▶ **Written request**
In the feature extraction notes, under what file name is the combined sparse feature matrix saved?

** start Selected extract **

Currently, to run the feature extraction code, use run_all.py, which is located in the feature extraction directory. run_all.py takes in a directory and a configuration file. The directory is the directory of the corpus and the configuration file has all of the options. There is a sample configuration file config.txt and a file explaining each option config_explain.txt in the feature extraction directory. The script creates sub-directories of the corpus directory for each type of feature extraction (eg. ngrams_results) and saves the relevant data there. The output from all of the feature extraction text is saved in a sparse matrix (currently in CSR form) which combines all of the features. This sparse matrix can be used for the analysis and is saved as final_results/feature_mat.pkl. The names of the features (e.g. the gram for an ngram feature or the topic number for a topic model feature) is saved as a list as final_results/feature_names.pkl. The index of the feature names list corresponds with its column in the feature matrix.

Input

The input is the pre-processed text from the pre-processing step. This is either a set of text files and associated metadata CSV file, or a Postgres database, with a DocText table and a Metadata table.

Output

The output is the set of extracted features. The main thing is to establish a dictionary of features, so taht each feature can be referred to by an integer identifier. Then a particular feature of a particular document can be indexed by [docid,gramid].

We will experiment with four formats.

The simplest version of this is just a CSV file for each document, with the name of the text file being [docid].txt. Each row is [feature_id, frequency], where feature_id is an integer identifier that links to a separate dictionary CSV file, with row [feature_id, feature], where "feature" corresponds to a gram, phrase, dependency relation, etc.

Second, each document could be saved as a SciPy sparse matrix format (see here: http://www.philippsinger.info/?p=464). We could save using HDF5 format: https://github.com/telegraphic/hickle.

Third, each document could consist of a row in a postgres table, with columns [docid, gramids], where gramids is an array of integers.

Fourth, each (docid, gramid) pair (if the gram shows up in the document) could be represented as a row in a postgres table, with columns [docid,gramid,freq].

** end Selected extract **
** start Extracted data **

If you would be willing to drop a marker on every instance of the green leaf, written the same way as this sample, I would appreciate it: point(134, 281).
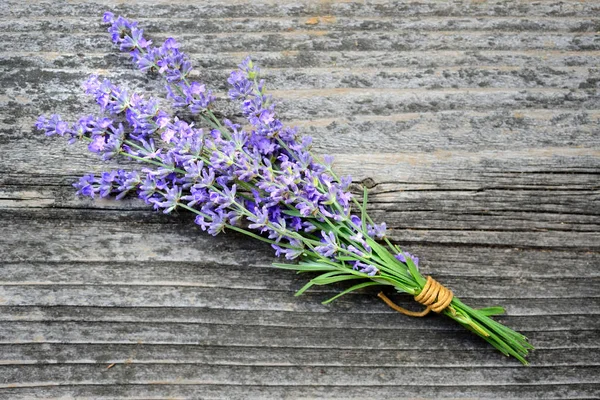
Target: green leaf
point(333, 279)
point(488, 311)
point(353, 288)
point(363, 209)
point(306, 267)
point(293, 213)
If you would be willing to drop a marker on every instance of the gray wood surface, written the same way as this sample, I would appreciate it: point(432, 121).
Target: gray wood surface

** end Extracted data **

▶ **The response**
final_results/feature_mat.pkl